• Prompt: Write out exactly the lines below that run from the line containing "Identify the utility" through the last line of the records.

Entries from a point annotation set
▬▬▬▬▬▬
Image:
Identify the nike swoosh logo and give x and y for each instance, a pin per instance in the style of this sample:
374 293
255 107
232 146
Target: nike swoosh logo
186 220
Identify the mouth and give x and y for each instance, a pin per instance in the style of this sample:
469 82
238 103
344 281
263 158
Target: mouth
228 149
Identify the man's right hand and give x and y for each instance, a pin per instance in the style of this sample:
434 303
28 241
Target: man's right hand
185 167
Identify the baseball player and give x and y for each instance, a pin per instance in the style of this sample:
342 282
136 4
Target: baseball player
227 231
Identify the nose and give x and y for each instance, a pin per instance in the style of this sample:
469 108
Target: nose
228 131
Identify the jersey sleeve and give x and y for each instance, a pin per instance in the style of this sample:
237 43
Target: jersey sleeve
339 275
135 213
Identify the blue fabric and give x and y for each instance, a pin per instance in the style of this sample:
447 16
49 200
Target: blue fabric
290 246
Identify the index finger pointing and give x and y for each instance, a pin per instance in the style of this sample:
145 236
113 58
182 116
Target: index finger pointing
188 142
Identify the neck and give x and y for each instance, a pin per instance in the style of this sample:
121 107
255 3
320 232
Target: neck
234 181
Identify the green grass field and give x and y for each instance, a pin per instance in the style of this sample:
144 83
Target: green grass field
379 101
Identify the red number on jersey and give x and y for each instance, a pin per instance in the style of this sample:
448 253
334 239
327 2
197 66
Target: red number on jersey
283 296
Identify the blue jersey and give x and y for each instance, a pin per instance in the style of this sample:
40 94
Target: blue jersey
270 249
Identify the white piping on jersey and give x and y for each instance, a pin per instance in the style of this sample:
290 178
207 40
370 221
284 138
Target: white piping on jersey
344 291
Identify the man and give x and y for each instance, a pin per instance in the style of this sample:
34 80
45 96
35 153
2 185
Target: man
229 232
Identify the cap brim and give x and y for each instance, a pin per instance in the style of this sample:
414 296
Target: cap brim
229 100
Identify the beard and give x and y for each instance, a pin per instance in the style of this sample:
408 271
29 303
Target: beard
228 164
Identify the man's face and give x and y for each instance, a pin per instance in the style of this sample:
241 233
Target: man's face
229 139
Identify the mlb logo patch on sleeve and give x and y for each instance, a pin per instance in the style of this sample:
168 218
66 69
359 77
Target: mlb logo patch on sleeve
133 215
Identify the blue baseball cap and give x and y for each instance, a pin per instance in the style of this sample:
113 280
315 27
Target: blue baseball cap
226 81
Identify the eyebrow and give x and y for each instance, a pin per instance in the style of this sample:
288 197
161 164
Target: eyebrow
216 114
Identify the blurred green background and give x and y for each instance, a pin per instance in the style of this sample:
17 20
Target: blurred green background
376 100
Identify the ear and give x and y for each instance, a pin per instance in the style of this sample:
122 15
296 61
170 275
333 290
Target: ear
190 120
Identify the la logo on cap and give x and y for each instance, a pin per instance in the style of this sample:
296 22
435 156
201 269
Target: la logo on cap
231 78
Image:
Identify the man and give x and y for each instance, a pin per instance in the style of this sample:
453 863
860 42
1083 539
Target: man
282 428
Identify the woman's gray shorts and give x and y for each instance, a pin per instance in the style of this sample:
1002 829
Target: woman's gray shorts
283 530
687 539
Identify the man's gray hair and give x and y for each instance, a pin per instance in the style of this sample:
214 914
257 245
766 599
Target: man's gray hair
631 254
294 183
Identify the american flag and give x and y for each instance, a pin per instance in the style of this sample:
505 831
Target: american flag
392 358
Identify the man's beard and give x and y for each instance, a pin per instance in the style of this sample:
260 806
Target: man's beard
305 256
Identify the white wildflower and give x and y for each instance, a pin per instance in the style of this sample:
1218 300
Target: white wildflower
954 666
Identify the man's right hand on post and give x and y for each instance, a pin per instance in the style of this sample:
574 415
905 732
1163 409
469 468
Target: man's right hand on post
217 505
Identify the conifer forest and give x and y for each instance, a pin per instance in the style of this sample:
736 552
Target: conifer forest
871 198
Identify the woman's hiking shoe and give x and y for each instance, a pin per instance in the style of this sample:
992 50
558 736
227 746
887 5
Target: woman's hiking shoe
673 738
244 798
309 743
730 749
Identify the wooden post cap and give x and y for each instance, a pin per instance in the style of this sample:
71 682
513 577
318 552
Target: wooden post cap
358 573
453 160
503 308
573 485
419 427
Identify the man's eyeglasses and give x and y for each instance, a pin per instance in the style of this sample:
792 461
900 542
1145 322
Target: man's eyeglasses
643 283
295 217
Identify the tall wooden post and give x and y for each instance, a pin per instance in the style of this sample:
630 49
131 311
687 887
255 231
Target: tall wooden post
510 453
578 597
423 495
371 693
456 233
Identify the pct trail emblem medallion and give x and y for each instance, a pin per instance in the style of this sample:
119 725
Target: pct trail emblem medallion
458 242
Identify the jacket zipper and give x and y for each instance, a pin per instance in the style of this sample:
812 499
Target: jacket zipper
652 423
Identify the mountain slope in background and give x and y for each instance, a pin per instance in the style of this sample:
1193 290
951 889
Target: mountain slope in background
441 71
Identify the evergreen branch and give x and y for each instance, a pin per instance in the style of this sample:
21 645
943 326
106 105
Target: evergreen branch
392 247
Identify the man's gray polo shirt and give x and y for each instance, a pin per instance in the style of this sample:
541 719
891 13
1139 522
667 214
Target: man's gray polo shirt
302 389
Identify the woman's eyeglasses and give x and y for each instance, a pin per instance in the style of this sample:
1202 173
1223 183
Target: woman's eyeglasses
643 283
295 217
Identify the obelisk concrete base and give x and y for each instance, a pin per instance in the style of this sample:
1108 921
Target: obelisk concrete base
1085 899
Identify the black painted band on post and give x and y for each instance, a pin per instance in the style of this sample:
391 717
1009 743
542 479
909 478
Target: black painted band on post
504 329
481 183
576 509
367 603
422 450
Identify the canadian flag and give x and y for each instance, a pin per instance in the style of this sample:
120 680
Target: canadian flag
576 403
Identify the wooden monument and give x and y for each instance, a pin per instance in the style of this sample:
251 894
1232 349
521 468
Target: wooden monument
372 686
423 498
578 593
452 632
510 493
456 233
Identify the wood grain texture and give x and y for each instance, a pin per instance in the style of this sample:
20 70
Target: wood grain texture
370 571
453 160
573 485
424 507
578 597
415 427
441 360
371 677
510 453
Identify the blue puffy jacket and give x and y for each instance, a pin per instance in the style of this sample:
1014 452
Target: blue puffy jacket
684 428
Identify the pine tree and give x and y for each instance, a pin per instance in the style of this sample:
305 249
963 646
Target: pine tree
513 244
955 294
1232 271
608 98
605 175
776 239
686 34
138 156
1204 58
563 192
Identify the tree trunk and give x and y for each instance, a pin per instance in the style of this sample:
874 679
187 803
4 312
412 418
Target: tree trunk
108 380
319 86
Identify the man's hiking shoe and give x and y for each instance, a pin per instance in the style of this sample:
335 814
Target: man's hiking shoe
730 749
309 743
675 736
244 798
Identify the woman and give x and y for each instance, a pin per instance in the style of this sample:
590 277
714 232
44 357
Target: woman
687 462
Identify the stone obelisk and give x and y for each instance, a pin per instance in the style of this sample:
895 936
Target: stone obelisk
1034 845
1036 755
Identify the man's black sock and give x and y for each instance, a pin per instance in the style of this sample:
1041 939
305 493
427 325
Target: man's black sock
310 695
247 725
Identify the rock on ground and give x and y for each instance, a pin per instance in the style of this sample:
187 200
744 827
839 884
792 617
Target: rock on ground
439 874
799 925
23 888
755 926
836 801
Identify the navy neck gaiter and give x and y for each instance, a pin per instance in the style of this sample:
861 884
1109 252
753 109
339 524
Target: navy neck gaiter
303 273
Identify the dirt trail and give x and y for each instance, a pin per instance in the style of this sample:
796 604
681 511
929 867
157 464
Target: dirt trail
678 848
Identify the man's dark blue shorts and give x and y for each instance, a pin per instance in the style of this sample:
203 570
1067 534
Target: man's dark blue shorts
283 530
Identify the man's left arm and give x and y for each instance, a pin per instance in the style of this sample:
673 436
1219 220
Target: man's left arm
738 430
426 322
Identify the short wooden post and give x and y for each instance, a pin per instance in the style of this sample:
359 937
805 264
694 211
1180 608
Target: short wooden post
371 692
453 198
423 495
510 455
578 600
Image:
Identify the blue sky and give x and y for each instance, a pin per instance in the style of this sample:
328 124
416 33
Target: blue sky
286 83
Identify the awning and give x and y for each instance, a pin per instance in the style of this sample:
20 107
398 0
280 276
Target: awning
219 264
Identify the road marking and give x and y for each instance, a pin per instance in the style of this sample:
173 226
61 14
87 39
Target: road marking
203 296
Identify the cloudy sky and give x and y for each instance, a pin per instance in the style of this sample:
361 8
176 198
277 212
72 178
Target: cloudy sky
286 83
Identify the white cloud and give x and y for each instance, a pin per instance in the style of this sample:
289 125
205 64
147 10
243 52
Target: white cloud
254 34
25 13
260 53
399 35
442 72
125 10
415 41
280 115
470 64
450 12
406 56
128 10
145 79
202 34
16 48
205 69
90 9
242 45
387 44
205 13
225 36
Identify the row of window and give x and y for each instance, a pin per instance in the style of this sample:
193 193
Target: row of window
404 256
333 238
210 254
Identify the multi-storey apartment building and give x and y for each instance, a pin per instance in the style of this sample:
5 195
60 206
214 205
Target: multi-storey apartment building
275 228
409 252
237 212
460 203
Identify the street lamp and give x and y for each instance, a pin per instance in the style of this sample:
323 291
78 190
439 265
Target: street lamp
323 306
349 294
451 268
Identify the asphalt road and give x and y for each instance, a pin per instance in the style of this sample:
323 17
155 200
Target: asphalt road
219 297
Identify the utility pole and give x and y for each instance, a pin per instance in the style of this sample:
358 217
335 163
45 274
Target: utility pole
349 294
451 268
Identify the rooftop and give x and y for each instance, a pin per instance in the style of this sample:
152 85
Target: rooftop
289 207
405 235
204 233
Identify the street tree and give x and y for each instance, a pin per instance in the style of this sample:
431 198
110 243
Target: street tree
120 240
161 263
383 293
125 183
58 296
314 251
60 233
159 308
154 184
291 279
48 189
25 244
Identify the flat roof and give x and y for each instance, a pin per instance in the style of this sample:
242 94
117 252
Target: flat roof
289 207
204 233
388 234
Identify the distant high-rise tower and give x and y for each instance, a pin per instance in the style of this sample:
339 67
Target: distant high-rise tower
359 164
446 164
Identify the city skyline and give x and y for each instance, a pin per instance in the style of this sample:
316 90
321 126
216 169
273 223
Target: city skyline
▬▬▬▬▬▬
• Exercise solution:
Identify the utility pole and give x and y for each instance, a pin per instance in the style of this sample:
358 217
335 163
45 274
Target: utility pole
349 294
451 268
Identify the rooftop and give x and y for each instance, a pin per instance in the style of this sample:
152 85
Target: rooftop
289 207
405 235
204 233
Identify the street tree and give x and y for each instance, a pin per instance in the style of this sample:
431 198
110 243
Target: street tree
120 240
161 263
383 293
125 183
58 296
314 251
60 233
159 308
154 184
291 279
48 189
25 244
Identify the flat roof and give x and y for each instance, a pin per instance in the style of this sample:
242 94
117 252
Target: flat roof
289 207
204 233
388 234
Identify the distant high-rise tower and give x and y for each instance, a pin per instance in the style of this sample:
339 67
Target: distant high-rise tower
359 164
446 164
Identify the city skyline and give x and y for each instance, a pin per instance in the style of this sample:
316 90
321 126
216 169
273 223
Target: city skyline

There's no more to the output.